» Work to do
Gather every line of the entries below that contains the string "person", matching its case exactly.

[Extracted information start]

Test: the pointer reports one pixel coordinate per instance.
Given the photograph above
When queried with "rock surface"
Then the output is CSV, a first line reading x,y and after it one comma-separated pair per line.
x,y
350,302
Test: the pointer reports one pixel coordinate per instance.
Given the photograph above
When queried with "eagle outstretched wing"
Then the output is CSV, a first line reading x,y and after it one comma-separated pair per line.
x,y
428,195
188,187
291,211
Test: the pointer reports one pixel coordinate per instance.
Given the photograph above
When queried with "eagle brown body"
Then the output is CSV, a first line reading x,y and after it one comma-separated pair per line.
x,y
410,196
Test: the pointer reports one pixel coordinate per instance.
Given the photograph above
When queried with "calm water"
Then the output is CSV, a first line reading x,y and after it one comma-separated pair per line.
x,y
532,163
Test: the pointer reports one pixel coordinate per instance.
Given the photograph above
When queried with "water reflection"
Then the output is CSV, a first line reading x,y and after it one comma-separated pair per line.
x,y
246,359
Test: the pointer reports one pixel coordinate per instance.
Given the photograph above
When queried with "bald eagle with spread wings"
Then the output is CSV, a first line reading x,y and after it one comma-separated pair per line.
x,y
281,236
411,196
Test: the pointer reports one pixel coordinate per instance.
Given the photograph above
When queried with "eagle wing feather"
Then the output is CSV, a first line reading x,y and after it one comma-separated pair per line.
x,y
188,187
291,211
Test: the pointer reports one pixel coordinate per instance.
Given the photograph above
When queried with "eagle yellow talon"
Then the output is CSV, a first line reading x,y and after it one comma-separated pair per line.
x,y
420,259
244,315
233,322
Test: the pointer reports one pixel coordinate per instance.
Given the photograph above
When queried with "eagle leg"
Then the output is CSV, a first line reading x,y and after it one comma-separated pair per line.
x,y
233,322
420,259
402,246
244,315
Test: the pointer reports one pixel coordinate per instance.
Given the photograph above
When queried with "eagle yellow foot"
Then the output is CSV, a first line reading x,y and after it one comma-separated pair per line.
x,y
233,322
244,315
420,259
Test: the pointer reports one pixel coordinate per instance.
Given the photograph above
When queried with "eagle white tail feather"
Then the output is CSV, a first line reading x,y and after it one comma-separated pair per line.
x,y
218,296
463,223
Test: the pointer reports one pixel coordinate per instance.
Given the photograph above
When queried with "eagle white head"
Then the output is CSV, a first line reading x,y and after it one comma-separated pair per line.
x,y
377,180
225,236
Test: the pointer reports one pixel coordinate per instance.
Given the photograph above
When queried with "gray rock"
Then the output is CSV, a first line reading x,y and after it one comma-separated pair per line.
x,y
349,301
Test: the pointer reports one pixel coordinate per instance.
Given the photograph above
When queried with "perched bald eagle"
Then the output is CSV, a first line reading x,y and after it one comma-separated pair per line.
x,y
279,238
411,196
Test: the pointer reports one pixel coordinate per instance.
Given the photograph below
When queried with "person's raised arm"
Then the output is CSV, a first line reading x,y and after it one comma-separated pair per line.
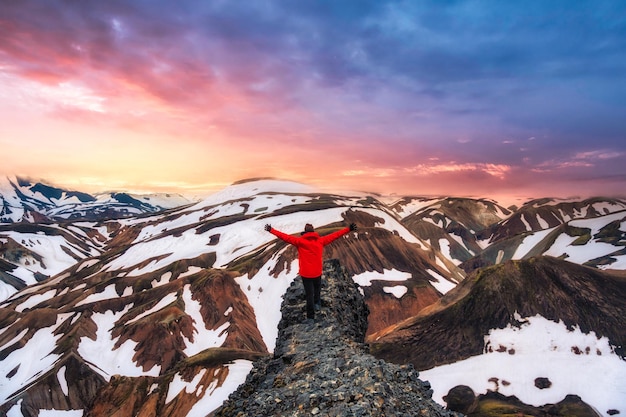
x,y
336,235
283,236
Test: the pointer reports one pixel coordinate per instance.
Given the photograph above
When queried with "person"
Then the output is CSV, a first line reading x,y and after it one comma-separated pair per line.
x,y
310,251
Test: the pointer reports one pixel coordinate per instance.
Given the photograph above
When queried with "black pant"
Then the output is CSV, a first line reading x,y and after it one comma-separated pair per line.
x,y
312,292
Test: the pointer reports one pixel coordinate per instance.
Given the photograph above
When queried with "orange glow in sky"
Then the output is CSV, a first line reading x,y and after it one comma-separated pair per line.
x,y
388,97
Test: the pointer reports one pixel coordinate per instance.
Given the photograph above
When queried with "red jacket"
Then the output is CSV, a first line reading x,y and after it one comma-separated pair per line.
x,y
310,248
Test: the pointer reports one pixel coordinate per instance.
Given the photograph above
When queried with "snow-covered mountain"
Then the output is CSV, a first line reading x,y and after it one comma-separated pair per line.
x,y
24,201
174,305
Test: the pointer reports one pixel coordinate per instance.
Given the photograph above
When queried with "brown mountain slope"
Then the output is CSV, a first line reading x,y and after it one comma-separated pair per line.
x,y
453,329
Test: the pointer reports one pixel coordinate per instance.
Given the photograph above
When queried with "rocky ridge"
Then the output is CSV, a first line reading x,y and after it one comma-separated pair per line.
x,y
323,367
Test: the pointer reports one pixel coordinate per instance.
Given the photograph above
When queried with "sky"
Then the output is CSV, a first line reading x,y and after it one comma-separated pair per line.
x,y
465,98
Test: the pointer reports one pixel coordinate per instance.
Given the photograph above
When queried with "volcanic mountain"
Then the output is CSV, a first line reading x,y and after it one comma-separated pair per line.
x,y
492,313
173,304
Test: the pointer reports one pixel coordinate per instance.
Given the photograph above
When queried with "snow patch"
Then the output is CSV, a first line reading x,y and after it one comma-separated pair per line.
x,y
398,291
365,279
440,283
574,362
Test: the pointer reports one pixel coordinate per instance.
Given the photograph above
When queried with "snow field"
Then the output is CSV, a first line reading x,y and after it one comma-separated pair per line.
x,y
539,349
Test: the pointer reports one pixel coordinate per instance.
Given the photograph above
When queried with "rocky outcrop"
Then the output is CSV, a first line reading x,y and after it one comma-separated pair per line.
x,y
324,368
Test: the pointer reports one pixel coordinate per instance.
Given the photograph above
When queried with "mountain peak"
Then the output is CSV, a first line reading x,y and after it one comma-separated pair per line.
x,y
324,368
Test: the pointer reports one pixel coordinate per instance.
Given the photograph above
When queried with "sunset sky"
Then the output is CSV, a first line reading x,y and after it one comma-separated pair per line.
x,y
469,98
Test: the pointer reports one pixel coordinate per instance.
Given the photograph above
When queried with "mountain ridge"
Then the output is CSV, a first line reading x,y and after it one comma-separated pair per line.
x,y
208,279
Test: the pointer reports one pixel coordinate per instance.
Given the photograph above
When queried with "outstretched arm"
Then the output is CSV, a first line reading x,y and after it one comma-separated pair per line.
x,y
283,236
336,235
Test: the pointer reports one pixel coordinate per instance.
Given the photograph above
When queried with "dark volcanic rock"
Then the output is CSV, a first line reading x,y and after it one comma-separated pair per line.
x,y
323,368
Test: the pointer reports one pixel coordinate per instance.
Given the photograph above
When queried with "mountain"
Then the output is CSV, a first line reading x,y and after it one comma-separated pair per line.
x,y
24,201
509,325
169,308
323,368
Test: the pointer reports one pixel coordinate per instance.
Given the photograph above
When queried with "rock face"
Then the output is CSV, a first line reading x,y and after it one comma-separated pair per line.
x,y
323,368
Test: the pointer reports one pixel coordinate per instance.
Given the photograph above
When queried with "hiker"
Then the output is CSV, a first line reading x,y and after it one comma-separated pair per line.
x,y
310,249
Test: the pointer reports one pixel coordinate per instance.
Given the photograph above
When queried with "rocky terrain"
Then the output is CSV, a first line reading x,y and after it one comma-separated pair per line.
x,y
130,309
322,368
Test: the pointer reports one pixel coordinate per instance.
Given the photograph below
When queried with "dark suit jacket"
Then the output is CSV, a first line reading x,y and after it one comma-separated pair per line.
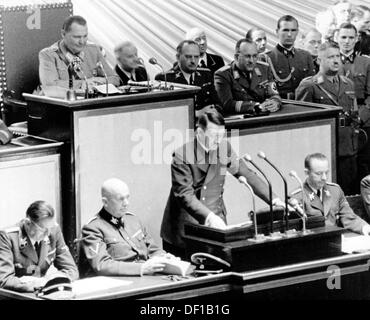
x,y
202,78
197,187
140,73
19,258
334,207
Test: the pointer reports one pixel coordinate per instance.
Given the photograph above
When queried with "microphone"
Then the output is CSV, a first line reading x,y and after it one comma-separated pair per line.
x,y
101,67
302,212
248,158
154,61
257,237
262,155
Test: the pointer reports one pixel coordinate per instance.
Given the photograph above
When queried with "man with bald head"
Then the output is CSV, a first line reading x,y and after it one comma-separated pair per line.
x,y
129,65
207,60
115,242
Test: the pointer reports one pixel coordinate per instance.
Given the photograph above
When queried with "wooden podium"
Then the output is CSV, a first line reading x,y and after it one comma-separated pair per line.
x,y
130,137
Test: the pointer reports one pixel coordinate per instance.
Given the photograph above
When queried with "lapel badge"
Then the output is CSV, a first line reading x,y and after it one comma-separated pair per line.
x,y
312,196
23,243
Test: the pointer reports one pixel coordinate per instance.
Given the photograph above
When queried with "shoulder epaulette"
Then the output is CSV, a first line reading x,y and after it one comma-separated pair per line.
x,y
263,63
295,191
224,68
12,229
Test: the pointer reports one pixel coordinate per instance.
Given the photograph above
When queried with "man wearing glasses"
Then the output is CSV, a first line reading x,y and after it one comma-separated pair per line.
x,y
246,85
326,198
29,249
198,172
186,71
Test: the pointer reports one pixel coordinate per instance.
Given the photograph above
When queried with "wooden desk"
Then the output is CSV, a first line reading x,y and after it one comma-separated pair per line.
x,y
296,281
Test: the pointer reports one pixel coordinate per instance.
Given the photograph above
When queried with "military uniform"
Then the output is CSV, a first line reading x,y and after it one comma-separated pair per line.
x,y
115,247
54,62
333,206
292,66
202,78
238,94
18,257
197,188
357,68
319,89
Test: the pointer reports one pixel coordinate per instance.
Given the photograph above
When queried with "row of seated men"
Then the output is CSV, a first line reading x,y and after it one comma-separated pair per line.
x,y
116,243
254,82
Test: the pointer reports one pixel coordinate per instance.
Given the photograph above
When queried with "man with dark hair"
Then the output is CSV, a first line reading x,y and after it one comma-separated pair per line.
x,y
246,85
323,198
327,87
290,63
73,50
31,247
198,175
186,71
206,60
357,68
129,66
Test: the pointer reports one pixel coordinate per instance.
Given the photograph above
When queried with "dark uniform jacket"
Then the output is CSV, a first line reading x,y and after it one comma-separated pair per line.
x,y
202,78
237,94
319,89
54,61
113,247
197,187
140,75
19,258
284,62
334,206
357,68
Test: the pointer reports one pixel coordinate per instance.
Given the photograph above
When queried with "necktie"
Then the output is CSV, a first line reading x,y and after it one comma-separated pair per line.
x,y
38,248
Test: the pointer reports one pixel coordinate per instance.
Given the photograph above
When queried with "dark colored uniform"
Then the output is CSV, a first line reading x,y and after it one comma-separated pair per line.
x,y
113,247
202,78
18,257
292,66
333,206
319,89
357,68
239,92
140,75
197,187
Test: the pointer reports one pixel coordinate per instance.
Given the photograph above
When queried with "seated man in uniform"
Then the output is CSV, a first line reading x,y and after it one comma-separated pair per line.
x,y
74,56
325,198
186,71
327,87
114,241
129,66
30,248
246,85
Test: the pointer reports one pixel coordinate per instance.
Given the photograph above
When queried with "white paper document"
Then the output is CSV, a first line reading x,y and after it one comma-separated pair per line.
x,y
355,244
96,284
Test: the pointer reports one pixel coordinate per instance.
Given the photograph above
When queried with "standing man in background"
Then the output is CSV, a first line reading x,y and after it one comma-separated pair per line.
x,y
290,63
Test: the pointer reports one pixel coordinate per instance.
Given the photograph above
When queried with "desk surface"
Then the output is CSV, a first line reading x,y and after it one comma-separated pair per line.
x,y
242,283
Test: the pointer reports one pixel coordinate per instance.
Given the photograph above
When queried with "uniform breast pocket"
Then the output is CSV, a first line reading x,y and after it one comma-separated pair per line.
x,y
117,248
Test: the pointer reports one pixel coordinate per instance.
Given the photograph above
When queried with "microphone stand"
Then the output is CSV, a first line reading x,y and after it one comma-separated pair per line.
x,y
257,237
248,158
262,155
294,175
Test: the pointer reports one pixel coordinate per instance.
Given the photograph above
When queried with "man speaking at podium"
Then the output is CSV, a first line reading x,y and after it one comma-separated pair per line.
x,y
198,172
74,49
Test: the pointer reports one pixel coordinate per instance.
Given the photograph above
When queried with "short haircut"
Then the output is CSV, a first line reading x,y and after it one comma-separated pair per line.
x,y
317,155
347,25
40,210
211,115
182,44
240,42
250,32
288,18
68,22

[Extracted information end]

» Solution to this problem
When queried with "person's raised arm"
When queried with "person"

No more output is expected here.